• _What you need to do_: Copy the rows below word for word, from the first one through the line that contains "[(242, 304)]", inclusive. Leave the pictures out of your copy.

[Start Records to use]

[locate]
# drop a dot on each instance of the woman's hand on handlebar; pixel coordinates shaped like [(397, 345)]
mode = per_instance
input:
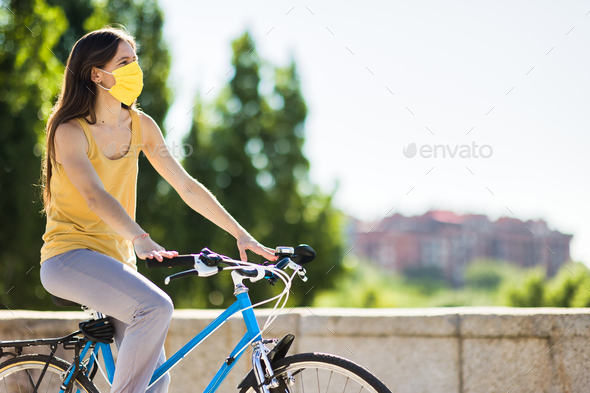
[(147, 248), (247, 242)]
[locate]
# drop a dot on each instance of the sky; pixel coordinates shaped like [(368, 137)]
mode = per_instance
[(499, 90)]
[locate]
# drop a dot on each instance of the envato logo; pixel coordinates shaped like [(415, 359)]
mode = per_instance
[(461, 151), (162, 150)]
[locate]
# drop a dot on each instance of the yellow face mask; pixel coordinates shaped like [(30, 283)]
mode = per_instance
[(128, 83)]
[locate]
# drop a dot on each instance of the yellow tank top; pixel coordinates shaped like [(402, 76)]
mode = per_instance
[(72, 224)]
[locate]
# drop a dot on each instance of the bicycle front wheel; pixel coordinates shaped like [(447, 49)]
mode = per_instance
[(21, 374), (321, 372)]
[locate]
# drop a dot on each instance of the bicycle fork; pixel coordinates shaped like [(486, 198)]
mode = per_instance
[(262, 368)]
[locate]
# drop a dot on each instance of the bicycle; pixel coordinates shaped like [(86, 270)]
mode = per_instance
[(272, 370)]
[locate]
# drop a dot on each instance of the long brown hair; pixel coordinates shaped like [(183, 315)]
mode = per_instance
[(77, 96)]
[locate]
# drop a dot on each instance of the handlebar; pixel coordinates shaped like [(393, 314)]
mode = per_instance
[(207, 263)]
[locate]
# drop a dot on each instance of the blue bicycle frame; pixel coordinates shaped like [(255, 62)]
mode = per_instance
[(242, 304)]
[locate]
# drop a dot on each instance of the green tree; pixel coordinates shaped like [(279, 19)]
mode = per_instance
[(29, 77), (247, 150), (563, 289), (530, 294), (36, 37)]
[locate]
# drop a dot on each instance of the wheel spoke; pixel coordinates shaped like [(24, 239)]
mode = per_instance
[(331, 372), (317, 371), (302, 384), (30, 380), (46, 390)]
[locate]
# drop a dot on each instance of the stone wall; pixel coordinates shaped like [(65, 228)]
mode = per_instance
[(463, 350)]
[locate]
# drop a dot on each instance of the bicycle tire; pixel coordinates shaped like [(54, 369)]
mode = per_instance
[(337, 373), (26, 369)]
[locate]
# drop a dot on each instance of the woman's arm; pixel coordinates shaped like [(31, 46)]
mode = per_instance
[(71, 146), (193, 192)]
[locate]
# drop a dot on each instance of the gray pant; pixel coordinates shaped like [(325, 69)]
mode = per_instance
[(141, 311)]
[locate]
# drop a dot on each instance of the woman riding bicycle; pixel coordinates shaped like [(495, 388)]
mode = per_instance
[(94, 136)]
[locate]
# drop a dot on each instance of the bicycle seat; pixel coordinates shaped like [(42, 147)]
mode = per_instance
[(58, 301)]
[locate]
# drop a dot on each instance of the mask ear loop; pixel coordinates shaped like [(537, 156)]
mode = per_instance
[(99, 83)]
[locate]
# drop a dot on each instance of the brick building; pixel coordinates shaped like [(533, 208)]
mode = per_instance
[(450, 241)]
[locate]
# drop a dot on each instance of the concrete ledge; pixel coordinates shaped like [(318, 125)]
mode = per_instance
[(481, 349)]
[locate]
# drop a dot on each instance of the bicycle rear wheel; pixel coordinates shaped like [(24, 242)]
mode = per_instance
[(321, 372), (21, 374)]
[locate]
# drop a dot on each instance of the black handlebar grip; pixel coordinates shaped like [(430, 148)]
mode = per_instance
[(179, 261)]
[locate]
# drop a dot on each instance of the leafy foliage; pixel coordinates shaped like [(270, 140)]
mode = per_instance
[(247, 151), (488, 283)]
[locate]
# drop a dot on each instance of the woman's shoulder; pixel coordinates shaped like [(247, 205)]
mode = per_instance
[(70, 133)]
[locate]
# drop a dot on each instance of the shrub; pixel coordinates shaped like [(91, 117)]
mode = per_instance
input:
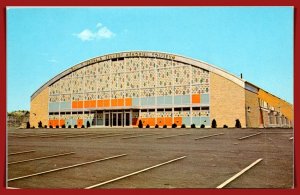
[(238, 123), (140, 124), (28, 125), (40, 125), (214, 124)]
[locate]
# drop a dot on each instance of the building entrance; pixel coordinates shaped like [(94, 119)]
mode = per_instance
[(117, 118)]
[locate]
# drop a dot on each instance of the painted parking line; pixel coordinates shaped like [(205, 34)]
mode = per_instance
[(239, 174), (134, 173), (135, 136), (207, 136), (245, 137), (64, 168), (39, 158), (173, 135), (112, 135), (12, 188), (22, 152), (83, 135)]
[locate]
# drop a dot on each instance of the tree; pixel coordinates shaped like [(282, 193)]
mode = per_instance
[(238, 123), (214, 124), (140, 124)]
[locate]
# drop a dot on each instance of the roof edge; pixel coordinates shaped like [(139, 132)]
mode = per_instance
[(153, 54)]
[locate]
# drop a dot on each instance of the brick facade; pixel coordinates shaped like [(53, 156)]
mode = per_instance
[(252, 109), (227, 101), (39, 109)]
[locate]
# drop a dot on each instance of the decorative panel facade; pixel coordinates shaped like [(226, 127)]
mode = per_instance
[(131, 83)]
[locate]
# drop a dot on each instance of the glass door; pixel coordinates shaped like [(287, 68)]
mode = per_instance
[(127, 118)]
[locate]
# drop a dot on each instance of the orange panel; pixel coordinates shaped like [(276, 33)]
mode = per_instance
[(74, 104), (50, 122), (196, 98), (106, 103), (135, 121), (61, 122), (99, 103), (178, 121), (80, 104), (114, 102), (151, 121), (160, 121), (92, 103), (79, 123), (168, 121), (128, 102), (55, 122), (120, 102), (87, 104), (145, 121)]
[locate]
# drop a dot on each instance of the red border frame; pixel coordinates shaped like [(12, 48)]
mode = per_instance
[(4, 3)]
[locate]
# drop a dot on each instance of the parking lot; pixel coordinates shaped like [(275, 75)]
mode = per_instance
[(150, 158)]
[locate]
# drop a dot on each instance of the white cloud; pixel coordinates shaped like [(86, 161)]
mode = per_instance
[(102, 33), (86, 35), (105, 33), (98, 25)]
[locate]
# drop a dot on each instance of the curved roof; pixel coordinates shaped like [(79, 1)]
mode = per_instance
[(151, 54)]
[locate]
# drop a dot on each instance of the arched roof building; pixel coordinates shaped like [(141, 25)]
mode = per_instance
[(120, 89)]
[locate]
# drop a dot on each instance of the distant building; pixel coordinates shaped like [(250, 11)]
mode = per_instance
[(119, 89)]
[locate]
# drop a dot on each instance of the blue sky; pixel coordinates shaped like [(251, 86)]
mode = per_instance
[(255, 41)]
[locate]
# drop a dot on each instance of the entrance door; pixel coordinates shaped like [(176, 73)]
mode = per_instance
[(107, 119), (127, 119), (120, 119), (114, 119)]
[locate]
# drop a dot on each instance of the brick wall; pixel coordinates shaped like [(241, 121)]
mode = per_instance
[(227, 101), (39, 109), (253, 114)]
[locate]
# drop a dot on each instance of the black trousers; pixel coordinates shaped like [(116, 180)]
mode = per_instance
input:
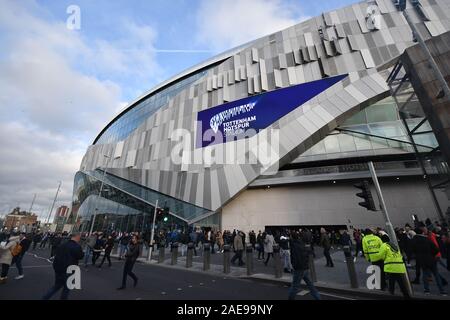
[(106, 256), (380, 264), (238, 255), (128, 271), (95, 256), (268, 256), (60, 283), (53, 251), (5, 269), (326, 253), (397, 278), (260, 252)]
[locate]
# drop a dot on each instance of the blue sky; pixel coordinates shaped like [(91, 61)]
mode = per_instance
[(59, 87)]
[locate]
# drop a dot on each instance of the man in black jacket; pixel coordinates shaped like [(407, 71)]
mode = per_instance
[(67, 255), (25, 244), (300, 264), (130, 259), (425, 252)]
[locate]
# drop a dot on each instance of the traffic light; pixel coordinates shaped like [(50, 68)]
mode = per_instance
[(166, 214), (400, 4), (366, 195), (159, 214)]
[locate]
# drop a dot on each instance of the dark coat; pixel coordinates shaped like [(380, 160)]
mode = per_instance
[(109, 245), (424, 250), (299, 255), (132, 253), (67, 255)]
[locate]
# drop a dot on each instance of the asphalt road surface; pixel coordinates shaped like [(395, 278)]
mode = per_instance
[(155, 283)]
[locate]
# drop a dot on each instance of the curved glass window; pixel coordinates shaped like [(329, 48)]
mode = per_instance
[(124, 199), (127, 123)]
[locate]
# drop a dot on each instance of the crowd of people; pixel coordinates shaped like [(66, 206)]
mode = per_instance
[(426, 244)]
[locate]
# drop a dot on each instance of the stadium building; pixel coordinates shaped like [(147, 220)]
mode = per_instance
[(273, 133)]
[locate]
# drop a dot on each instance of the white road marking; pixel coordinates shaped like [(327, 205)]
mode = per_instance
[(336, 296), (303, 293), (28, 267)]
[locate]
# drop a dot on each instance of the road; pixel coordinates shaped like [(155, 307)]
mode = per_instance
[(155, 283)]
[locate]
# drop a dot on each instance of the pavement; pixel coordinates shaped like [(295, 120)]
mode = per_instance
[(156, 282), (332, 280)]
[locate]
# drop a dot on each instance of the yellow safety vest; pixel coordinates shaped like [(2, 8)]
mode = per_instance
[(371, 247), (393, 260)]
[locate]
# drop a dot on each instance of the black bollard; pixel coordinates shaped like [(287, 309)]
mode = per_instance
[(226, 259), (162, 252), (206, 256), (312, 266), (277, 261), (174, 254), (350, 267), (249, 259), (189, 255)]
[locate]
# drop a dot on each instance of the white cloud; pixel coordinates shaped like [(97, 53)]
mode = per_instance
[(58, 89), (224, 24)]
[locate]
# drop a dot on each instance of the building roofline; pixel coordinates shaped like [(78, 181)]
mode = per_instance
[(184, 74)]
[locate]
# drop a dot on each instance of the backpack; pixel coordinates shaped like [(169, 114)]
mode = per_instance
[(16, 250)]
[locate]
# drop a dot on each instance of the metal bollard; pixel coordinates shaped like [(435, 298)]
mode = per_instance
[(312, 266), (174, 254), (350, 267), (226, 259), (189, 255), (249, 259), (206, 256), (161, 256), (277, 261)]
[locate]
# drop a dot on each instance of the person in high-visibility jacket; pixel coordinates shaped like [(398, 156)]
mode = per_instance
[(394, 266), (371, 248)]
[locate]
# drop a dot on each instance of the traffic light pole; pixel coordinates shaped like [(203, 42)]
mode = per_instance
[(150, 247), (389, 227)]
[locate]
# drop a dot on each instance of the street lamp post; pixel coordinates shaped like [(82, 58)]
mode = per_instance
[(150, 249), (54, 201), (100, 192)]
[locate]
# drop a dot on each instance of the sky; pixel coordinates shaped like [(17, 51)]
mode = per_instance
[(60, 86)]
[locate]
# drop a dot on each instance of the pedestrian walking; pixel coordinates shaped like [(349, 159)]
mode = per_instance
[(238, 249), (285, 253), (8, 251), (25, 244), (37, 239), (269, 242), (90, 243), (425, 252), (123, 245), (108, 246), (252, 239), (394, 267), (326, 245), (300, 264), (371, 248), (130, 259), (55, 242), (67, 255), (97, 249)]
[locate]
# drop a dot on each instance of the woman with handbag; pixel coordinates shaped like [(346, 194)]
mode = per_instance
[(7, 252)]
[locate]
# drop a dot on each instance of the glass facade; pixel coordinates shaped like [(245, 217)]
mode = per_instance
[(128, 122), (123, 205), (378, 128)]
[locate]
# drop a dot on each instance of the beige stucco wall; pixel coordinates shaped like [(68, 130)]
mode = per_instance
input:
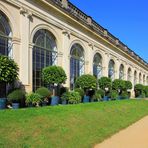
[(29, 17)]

[End Records to use]

• _Result_:
[locate]
# drop a dot on each instance of the woman's hand on handlebar; pixel coordinates shaped like [(397, 345)]
mode = per_instance
input:
[(147, 248), (247, 242)]
[locate]
# drop a dot on each instance of the sky; pixel coordinates shaped like [(368, 137)]
mode = per_instance
[(499, 90)]
[locate]
# drop a dot on each instance of the envato logo; pixel coordinates shaped like [(415, 359)]
mode = per_instance
[(461, 151), (162, 150)]
[locate]
# drop a dot on each instance of the yellow face mask; pixel coordinates shaped like [(30, 283)]
mode = per_instance
[(128, 83)]
[locate]
# drop a dot on each instance of the yellow tank top; pixel coordinates shaped like [(402, 76)]
mode = per_instance
[(72, 224)]
[locate]
# drop a dot on each instance of the bicycle front wheel; pixel coordinates shaped like [(447, 49)]
mode = per_instance
[(21, 374), (321, 372)]
[locate]
# drop a dot on each instance of the bicycle fork; pixel coordinates shaped like [(486, 198)]
mode = per_instance
[(262, 368)]
[locate]
# drop a dot on each instance of the bicycle; pixel coordinates shaped like [(86, 270)]
mode = per_instance
[(272, 370)]
[locate]
# drop a dot on each instance of the long brown hair; pixel coordinates shaped like [(183, 315)]
mode = per_instance
[(77, 96)]
[locate]
# drop a dot on each instance of the handlebar; pixel coordinates shaped like [(393, 314)]
mode = per_instance
[(207, 263)]
[locate]
# drop a dot on each instance of the blue bicycle frame; pixel coordinates shaped like [(255, 62)]
mode = per_instance
[(242, 304)]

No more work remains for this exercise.